Requirement 1:
According to the text about Whole Foods Market, how many facilities did WFMI have as of 2015?
Requirement 2:
Write what comes next in the text about Whole Foods Market below, picking up right after its final sentence.

* Start Text block *

Whole Foods Market, Inc. (WFMI) is the U.S corporation headquartered in Texas. It owns the largest supermarket chain of natural foods without artificial coloring and preservatives. As of 2015, WFMI had 433 facilities across the U.S., Canada, and the United Kingdom and hired more than 90, 000 employees (Market Realist, 2015). Moreover, since 2012, the company “held the top retailer position in the organic food space until Costco took the top spot in 2015” (Market Realist, 2015, para 1).
WFMI is not just another chain of grocery stores; its vision goes deeper than being a provider of organic foods: the company is interested in the creation of sustainable agriculture, reducing waste, and promoting “environmentally sound cleaning and store maintenance programs” (Whole Foods, 2017, para. 11). WFMI’s slogan—Whole Foods, Whole People, Whole Planet—shows that the company is interested in the promotion of sustainable solutions (Whole Foods, 2017, para. 2). Moreover, according to the statement of the organization’s core values, it measures its success in terms of “customer, satisfaction, team member happiness and excellence, return on capital investment, improvement in the state of the environment and local and larger community support” (Whole Foods, 2017, para. 2).

* End Text block *
* Start Dataset content *

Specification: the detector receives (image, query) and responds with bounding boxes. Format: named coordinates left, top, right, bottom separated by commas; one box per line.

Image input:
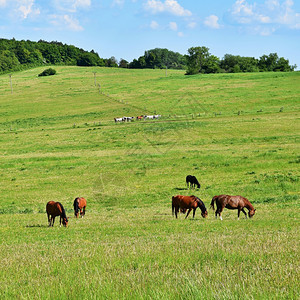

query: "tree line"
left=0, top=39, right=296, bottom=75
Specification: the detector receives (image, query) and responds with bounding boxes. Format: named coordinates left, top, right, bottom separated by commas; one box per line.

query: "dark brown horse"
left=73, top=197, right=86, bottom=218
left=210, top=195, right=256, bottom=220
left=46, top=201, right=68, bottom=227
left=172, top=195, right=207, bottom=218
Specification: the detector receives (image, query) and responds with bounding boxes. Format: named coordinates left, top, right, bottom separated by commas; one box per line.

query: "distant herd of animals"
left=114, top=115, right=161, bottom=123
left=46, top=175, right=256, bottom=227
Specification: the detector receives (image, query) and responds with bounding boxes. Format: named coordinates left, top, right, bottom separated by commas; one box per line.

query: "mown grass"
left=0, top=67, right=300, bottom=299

* End Dataset content *
* Start Dataset content *

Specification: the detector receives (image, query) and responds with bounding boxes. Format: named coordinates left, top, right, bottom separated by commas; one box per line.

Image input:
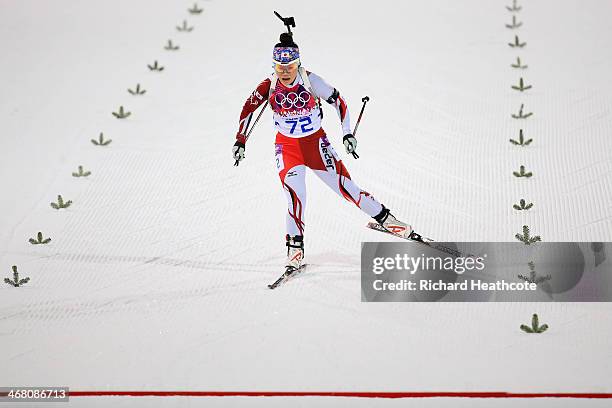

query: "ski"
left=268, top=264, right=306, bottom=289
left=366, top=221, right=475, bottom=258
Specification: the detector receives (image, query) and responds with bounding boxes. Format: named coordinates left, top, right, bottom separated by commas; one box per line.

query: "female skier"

* End Dataset content *

Right answer 1:
433 facilities across the U.S., Canada, and the United Kingdom.

Right answer 2:
Marketing objectives of WFMI are associated with establishing needs and requirements of Canadian consumers in order to align them with the company’s expectations from the marketing activities. By including marketing objectives in the overall strategic objectives of WFMI, it is possible to achieve better outcomes of the future expansion. The key marketing objective is to provide the company with preliminary information on local market trends. Additional objectives include the assessment of behavioral patterns, needs, and requirements of Canadian consumers. It will help WFMI to develop effective pricing and positioning strategies necessary for launching its business in the new geographical area. By doing so, the company will have a chance of distinguishing itself from other organic food sellers operating in Canada.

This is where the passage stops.